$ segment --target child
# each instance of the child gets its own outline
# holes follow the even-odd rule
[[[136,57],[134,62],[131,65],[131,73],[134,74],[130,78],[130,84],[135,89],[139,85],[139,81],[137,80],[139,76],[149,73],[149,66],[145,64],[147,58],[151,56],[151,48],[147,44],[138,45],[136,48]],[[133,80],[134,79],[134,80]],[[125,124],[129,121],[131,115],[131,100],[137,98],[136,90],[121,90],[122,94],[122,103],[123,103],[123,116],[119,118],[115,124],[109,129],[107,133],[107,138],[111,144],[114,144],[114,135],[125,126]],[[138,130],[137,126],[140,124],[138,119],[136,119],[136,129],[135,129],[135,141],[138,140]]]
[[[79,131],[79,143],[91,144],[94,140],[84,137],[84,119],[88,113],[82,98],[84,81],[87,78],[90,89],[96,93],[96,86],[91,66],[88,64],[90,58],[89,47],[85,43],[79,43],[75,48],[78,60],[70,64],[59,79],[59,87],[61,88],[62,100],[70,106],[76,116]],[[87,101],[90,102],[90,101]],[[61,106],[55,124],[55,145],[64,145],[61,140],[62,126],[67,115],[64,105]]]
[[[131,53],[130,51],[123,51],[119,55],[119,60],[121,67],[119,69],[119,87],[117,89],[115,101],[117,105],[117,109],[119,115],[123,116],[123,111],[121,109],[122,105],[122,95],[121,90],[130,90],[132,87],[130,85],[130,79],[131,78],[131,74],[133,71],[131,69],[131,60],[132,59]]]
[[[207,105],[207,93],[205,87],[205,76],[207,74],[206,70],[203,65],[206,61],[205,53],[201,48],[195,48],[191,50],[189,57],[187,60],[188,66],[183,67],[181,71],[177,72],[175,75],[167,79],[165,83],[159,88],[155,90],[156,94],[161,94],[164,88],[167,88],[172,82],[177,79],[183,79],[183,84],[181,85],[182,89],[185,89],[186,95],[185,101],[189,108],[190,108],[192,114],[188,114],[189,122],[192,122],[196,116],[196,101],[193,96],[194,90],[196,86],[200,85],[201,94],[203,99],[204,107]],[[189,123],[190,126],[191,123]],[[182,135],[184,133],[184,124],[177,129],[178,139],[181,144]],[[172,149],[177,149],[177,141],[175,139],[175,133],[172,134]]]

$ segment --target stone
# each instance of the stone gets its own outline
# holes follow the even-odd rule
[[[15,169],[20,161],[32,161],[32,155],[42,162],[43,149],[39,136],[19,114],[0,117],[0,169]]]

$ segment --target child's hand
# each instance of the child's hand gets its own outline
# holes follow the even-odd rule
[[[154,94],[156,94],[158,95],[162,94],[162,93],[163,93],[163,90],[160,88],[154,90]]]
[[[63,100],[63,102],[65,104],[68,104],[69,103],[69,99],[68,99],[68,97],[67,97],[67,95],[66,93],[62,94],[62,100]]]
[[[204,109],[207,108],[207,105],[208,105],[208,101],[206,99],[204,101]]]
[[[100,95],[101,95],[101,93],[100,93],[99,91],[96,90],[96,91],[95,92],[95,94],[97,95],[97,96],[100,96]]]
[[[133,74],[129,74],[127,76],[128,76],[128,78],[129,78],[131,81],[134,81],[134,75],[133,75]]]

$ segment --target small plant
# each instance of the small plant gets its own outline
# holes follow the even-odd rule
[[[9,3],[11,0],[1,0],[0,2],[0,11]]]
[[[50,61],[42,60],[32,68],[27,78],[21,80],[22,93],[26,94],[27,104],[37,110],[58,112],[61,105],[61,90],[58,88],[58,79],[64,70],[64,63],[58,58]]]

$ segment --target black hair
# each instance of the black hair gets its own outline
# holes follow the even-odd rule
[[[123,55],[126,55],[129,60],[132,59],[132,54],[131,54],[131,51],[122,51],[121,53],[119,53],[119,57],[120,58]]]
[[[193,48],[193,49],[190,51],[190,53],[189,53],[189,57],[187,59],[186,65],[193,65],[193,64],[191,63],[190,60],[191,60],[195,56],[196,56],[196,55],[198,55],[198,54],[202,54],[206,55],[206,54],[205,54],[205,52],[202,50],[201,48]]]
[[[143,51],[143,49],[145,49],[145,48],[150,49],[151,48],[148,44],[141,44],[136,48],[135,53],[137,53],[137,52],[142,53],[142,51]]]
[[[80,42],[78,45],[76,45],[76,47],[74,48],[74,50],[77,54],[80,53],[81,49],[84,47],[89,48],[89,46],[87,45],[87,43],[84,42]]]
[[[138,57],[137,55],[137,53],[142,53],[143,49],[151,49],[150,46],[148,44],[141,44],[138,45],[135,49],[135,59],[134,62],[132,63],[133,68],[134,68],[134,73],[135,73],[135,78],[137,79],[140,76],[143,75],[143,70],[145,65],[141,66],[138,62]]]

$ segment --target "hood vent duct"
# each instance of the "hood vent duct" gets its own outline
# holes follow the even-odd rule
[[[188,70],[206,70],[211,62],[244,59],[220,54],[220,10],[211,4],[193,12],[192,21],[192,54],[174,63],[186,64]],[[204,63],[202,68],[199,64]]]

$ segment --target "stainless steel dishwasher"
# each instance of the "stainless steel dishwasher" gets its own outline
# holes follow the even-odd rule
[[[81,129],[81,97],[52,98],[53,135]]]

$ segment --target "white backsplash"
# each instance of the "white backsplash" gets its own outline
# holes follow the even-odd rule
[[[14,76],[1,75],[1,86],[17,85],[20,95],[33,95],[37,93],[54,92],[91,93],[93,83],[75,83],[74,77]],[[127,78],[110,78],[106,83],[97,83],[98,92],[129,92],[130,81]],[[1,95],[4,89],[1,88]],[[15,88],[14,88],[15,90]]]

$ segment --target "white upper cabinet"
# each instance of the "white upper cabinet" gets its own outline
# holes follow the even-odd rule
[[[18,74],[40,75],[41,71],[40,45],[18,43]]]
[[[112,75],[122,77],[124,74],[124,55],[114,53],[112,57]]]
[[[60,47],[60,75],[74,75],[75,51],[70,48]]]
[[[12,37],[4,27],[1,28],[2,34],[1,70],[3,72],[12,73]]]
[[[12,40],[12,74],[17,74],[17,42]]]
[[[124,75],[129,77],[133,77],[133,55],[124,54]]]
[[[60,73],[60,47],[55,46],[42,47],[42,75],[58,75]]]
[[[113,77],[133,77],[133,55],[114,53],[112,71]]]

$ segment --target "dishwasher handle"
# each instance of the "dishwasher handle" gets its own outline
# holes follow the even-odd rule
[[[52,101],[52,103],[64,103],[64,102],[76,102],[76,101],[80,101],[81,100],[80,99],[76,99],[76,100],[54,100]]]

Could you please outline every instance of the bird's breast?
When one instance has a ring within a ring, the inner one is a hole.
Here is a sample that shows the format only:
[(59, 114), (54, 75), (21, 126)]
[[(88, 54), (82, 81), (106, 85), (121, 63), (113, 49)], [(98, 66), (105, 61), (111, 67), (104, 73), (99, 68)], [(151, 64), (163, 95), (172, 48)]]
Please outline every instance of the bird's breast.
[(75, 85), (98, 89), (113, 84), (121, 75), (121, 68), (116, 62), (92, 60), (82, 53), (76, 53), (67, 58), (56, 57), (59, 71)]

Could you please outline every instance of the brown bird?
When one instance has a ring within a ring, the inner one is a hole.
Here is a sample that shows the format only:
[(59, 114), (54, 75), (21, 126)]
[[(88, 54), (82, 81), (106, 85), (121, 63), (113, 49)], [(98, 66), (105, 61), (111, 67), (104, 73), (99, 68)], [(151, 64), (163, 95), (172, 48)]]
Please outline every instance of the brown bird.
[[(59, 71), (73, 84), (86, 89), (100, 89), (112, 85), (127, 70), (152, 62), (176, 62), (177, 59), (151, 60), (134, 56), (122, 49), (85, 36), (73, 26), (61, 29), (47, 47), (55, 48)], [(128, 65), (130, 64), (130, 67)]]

Task directions
Repeat the material in full, exactly as it stands.

Full answer
$ segment --target child
# each instance of the child gets its own outline
# holes follow the even-odd rule
[[[136,57],[134,62],[131,65],[131,73],[134,74],[130,78],[130,84],[135,89],[139,85],[139,81],[137,80],[139,76],[149,73],[149,66],[145,64],[147,58],[151,56],[151,48],[147,44],[138,45],[136,48]],[[133,80],[134,79],[134,80]],[[125,124],[129,121],[131,115],[131,100],[137,98],[136,90],[121,90],[122,94],[122,103],[123,103],[123,116],[119,118],[115,124],[109,129],[107,133],[107,138],[111,144],[114,144],[114,135],[125,126]],[[138,130],[137,126],[140,124],[138,119],[136,119],[136,129],[135,129],[135,141],[138,140]]]
[[[79,131],[79,143],[91,144],[94,140],[84,137],[84,119],[88,113],[82,98],[84,81],[87,78],[90,89],[96,93],[96,86],[91,66],[88,64],[90,58],[89,47],[85,43],[79,43],[75,48],[78,60],[70,64],[59,79],[59,87],[61,88],[62,100],[70,106],[76,116]],[[87,101],[90,102],[90,101]],[[61,106],[55,124],[55,145],[64,145],[61,140],[62,126],[67,115],[64,105]]]
[[[131,53],[130,51],[123,51],[119,55],[119,60],[121,67],[119,69],[119,87],[117,89],[115,101],[117,105],[117,109],[119,115],[123,116],[123,111],[121,109],[122,105],[122,95],[121,90],[130,90],[132,87],[130,85],[130,79],[131,78],[131,74],[133,71],[131,69],[131,60],[132,59]]]
[[[207,105],[207,93],[205,87],[205,76],[207,74],[206,70],[203,65],[206,61],[205,53],[201,48],[195,48],[191,50],[189,57],[187,60],[188,66],[183,67],[181,71],[177,72],[175,75],[167,79],[165,83],[159,88],[155,90],[156,94],[161,94],[164,88],[167,88],[172,82],[177,79],[183,79],[183,84],[181,85],[182,89],[185,89],[186,95],[185,101],[189,108],[190,108],[192,114],[188,114],[189,122],[192,122],[196,116],[196,101],[193,96],[194,90],[196,86],[200,85],[201,94],[203,99],[204,107]],[[189,123],[190,126],[191,123]],[[182,135],[184,133],[184,124],[177,129],[178,139],[181,144]],[[172,149],[177,149],[177,141],[175,139],[175,133],[172,134]]]

$ segment --target stone
# each instance of the stone gets its own outline
# holes follow the even-odd rule
[[[15,169],[20,161],[32,161],[32,155],[42,162],[43,149],[39,136],[19,114],[0,117],[0,169]]]

$ segment --target child's hand
# each instance of the child's hand gets its own outline
# holes follow the even-odd rule
[[[154,94],[156,94],[158,95],[162,94],[162,93],[163,93],[163,90],[160,88],[154,90]]]
[[[63,100],[63,102],[65,104],[68,104],[69,103],[69,99],[68,99],[68,97],[67,97],[67,95],[66,93],[62,94],[62,100]]]
[[[204,109],[207,108],[207,105],[208,105],[208,101],[206,99],[204,101]]]
[[[100,95],[101,95],[101,93],[100,93],[99,91],[96,90],[96,91],[95,92],[95,94],[97,95],[97,96],[100,96]]]
[[[133,74],[129,74],[127,76],[128,76],[128,78],[129,78],[131,81],[134,81],[134,75],[133,75]]]

$ segment --target small plant
# each instance of the small plant gets its own outline
# holes follow the even-odd rule
[[[9,3],[11,0],[1,0],[0,2],[0,11]]]
[[[50,61],[42,60],[32,68],[27,78],[21,80],[22,93],[26,94],[27,104],[37,110],[58,112],[61,105],[61,90],[58,88],[58,79],[64,70],[64,63],[58,58]]]

$ segment --target black hair
# each instance of the black hair gets its own outline
# holes follow the even-odd rule
[[[123,55],[126,55],[129,60],[132,59],[132,54],[131,54],[131,51],[122,51],[121,53],[119,53],[119,57],[120,58]]]
[[[193,48],[193,49],[190,51],[190,53],[189,53],[189,57],[187,59],[186,65],[193,65],[193,64],[191,63],[190,60],[191,60],[195,56],[196,56],[196,55],[198,55],[198,54],[202,54],[206,55],[206,54],[205,54],[205,52],[202,50],[201,48]]]
[[[143,51],[143,49],[145,49],[145,48],[150,49],[151,48],[148,44],[141,44],[136,48],[135,53],[137,53],[137,52],[142,53],[142,51]]]
[[[80,42],[78,45],[76,45],[76,47],[74,48],[74,50],[77,54],[80,53],[81,49],[84,47],[89,48],[89,46],[87,45],[87,43],[84,42]]]
[[[138,57],[137,55],[137,53],[142,53],[143,49],[151,49],[150,46],[148,44],[141,44],[138,45],[135,49],[135,59],[134,62],[132,63],[133,68],[134,68],[134,73],[135,73],[135,78],[137,79],[140,76],[143,75],[143,70],[145,65],[141,66],[138,62]]]

$ segment --target "hood vent duct"
# each instance of the "hood vent duct" gets its own outline
# holes follow the even-odd rule
[[[188,70],[206,70],[211,62],[244,59],[220,54],[220,10],[211,4],[193,12],[192,21],[192,54],[174,63],[186,64]],[[204,63],[202,68],[199,64]]]

$ segment --target "stainless steel dishwasher"
# each instance of the "stainless steel dishwasher" gets its own outline
# holes follow the even-odd rule
[[[81,129],[81,97],[52,98],[53,135]]]

$ segment --target "white backsplash"
# each instance of the "white backsplash" gets its own outline
# holes follow the even-odd rule
[[[14,76],[1,75],[1,86],[17,85],[20,95],[33,95],[37,93],[54,92],[91,93],[93,83],[75,83],[74,77]],[[127,78],[110,78],[106,83],[97,83],[98,92],[129,92],[130,81]],[[1,95],[4,89],[1,88]],[[15,88],[14,88],[15,90]]]

$ segment --target "white upper cabinet"
# each instance of the "white upper cabinet" gets its own outline
# holes follow the even-odd rule
[[[18,74],[40,75],[41,71],[40,45],[18,43]]]
[[[112,75],[122,77],[124,74],[124,55],[114,53],[112,57]]]
[[[60,47],[60,75],[74,75],[75,51],[70,48]]]
[[[12,37],[4,27],[1,28],[2,34],[1,70],[3,72],[12,73]]]
[[[12,40],[12,74],[17,74],[17,42]]]
[[[124,75],[129,77],[133,77],[133,55],[124,54]]]
[[[60,73],[60,47],[55,46],[42,47],[42,75],[58,75]]]
[[[113,77],[133,77],[133,55],[114,53],[112,71]]]

$ segment --target "dishwasher handle"
# each instance of the "dishwasher handle" gets its own outline
# holes follow the even-odd rule
[[[52,101],[52,103],[64,103],[64,102],[76,102],[76,101],[80,101],[81,100],[80,99],[76,99],[76,100],[54,100]]]

Could you please outline every instance of the bird's breast?
When one instance has a ring within a ring, the inner one is a hole.
Here is a sample that shows the format only:
[(59, 114), (54, 75), (21, 126)]
[[(88, 54), (82, 81), (106, 85), (121, 63), (113, 49)], [(98, 66), (105, 61), (111, 67), (104, 73), (99, 68)], [(151, 64), (163, 95), (172, 48)]]
Please outline every instance of the bird's breast.
[(75, 85), (98, 89), (113, 84), (121, 75), (121, 68), (116, 62), (92, 60), (82, 53), (76, 53), (67, 58), (56, 57), (59, 71)]

Could you please outline every instance of the brown bird?
When one instance has a ring within a ring, the inner one is a hole.
Here is a sample that shows the format only:
[(59, 114), (54, 75), (21, 126)]
[[(88, 54), (82, 81), (106, 85), (121, 63), (113, 49)], [(98, 66), (105, 61), (111, 67), (104, 73), (99, 68)], [(151, 64), (163, 95), (172, 48)]]
Please outline every instance of the brown bird.
[[(59, 71), (73, 84), (86, 89), (100, 89), (112, 85), (127, 70), (152, 62), (176, 62), (177, 59), (151, 60), (134, 56), (122, 49), (85, 36), (73, 26), (61, 29), (47, 47), (55, 48)], [(128, 65), (130, 64), (130, 67)]]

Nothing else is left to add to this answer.